[Records shown start]
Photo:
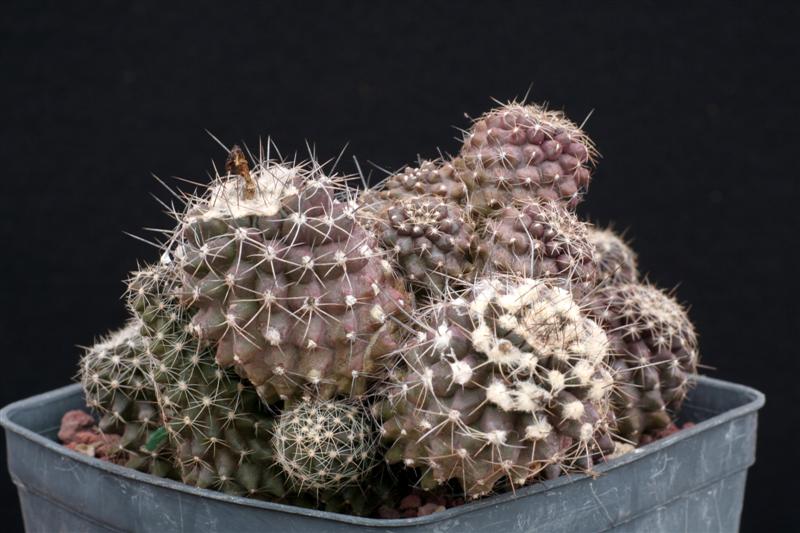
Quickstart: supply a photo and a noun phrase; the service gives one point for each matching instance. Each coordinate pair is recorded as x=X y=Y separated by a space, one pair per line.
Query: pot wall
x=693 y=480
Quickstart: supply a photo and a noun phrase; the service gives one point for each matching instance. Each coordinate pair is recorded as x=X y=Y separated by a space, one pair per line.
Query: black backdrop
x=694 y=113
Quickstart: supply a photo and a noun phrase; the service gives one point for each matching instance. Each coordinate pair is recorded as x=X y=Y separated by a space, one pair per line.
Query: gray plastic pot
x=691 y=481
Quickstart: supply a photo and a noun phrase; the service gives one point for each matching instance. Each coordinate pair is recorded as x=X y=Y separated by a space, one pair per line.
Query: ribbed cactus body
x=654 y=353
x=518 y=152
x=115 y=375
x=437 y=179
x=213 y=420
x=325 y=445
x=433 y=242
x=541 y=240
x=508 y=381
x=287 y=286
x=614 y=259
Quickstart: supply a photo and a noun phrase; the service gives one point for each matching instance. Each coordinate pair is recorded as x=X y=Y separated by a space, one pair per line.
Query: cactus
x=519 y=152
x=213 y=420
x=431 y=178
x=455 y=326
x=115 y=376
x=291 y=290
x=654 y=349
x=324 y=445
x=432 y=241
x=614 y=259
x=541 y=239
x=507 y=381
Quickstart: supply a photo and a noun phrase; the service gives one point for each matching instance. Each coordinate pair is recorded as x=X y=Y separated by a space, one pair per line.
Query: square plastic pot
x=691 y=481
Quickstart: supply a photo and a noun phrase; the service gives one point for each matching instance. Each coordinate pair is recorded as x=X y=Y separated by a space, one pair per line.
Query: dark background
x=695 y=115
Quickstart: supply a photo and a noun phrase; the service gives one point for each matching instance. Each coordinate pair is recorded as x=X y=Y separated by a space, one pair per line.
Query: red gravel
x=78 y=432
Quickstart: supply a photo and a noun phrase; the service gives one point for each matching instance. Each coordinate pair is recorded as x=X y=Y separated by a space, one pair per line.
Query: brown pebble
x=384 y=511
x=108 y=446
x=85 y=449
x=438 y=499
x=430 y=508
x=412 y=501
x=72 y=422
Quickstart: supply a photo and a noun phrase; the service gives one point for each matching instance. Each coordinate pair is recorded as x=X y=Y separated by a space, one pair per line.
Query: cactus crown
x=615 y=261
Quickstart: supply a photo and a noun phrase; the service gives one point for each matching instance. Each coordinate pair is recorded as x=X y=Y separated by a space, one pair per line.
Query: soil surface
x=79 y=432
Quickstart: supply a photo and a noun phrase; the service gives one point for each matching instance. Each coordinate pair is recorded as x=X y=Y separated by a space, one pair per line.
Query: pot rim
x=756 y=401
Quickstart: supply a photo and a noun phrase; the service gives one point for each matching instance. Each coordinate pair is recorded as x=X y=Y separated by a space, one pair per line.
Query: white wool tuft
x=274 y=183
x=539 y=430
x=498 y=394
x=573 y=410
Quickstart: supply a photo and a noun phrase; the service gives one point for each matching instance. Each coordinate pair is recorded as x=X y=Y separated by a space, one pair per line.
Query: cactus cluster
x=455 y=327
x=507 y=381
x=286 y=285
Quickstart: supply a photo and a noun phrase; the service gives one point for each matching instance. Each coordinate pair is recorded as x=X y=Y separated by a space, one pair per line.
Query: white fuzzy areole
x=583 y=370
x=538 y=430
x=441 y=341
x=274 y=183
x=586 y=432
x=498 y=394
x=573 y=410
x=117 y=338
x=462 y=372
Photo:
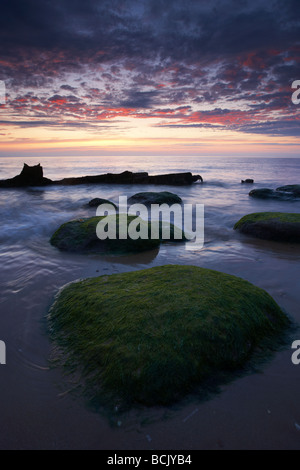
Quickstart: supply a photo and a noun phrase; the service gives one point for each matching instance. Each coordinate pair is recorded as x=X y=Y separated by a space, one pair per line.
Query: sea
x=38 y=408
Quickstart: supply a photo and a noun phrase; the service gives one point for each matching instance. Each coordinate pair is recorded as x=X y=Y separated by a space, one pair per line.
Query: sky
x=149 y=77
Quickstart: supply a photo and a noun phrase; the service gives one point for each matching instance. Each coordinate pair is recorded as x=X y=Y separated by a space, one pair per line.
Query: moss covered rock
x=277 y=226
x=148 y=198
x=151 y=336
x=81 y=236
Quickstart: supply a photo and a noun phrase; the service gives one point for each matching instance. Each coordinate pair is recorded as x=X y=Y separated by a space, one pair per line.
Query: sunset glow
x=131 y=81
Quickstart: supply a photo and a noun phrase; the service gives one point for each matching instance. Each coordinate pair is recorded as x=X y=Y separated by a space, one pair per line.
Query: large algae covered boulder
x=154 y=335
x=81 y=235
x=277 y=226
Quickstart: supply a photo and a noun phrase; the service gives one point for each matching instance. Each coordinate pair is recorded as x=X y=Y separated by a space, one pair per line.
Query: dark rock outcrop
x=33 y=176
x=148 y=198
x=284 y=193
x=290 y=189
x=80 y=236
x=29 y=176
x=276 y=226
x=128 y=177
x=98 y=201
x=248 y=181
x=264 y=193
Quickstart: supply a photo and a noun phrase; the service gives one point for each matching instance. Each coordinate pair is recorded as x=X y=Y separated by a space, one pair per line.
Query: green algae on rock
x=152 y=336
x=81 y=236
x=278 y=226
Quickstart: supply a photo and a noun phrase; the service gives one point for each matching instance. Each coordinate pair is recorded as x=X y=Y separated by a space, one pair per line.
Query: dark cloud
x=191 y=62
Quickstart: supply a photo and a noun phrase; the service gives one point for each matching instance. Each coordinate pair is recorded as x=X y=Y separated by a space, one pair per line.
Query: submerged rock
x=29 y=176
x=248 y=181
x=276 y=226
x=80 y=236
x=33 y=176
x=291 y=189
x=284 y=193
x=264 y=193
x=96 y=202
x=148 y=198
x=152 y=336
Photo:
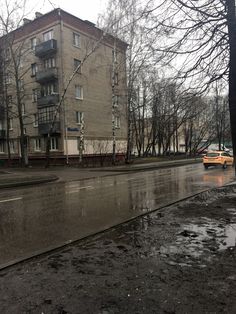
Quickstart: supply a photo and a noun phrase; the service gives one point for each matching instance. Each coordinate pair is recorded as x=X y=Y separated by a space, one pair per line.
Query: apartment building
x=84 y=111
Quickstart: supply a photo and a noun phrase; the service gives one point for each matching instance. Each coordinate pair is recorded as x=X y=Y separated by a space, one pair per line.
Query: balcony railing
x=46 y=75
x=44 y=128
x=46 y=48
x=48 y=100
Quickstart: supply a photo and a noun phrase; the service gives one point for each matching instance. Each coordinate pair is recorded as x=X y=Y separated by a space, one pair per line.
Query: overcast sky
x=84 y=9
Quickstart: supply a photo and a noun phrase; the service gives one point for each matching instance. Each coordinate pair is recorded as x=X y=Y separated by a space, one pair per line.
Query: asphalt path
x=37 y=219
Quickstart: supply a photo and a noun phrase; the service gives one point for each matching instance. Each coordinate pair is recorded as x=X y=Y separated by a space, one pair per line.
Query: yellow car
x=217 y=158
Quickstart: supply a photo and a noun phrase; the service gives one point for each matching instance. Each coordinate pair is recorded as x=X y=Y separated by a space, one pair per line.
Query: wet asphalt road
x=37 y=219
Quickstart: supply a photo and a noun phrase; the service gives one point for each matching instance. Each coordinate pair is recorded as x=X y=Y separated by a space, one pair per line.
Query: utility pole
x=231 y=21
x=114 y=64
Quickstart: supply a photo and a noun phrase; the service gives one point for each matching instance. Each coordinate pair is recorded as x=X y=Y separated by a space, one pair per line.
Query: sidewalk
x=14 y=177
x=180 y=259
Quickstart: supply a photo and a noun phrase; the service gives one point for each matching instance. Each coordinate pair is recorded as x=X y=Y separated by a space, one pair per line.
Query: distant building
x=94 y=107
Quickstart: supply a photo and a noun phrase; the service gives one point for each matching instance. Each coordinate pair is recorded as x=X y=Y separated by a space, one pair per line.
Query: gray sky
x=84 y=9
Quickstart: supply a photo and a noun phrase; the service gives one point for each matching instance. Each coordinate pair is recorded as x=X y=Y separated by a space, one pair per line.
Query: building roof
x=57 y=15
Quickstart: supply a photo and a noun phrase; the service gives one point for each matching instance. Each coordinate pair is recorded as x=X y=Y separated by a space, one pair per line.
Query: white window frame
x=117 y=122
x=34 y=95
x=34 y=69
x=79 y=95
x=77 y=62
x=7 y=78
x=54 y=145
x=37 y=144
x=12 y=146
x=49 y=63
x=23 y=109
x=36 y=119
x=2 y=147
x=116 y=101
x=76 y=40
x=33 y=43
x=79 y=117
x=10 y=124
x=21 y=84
[Records shown end]
[Records shown start]
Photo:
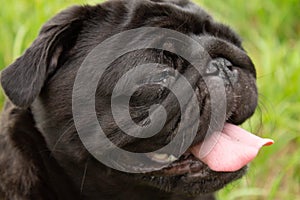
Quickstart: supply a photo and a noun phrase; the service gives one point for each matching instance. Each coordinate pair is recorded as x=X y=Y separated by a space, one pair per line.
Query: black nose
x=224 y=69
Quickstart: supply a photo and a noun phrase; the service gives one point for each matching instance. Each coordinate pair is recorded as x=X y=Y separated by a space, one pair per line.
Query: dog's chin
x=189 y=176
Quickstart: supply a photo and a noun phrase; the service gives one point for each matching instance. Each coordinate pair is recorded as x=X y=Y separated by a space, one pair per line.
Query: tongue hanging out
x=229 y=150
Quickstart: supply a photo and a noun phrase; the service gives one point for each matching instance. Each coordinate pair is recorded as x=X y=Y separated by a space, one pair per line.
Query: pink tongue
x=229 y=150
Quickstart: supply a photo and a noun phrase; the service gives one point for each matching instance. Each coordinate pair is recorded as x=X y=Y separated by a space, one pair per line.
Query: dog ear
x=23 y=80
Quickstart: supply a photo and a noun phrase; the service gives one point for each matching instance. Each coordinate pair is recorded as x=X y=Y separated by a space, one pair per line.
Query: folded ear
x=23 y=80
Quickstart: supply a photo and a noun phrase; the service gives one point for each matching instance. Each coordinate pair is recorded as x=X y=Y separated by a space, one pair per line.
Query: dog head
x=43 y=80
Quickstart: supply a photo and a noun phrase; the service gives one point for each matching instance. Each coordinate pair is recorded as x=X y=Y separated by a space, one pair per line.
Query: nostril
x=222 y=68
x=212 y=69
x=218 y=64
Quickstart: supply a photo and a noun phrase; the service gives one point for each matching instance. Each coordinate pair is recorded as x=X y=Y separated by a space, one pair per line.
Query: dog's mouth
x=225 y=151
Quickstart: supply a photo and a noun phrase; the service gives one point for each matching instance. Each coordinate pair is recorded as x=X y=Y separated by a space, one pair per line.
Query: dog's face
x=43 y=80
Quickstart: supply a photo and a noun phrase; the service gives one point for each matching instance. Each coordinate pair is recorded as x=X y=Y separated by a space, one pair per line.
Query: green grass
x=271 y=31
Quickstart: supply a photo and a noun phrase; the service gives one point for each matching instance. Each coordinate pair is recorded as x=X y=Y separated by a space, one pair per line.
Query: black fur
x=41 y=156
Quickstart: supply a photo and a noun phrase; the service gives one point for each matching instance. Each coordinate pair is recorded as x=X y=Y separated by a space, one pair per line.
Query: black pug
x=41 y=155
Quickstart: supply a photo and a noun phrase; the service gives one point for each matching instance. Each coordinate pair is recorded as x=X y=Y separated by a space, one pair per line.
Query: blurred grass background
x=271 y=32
[Records shown end]
# What the task asks:
List every line in the stored records above that contains the word "cactus", copying each line in full.

# In response:
Query: ribbed cactus body
Query: cactus
Query: cactus crown
Query: cactus cluster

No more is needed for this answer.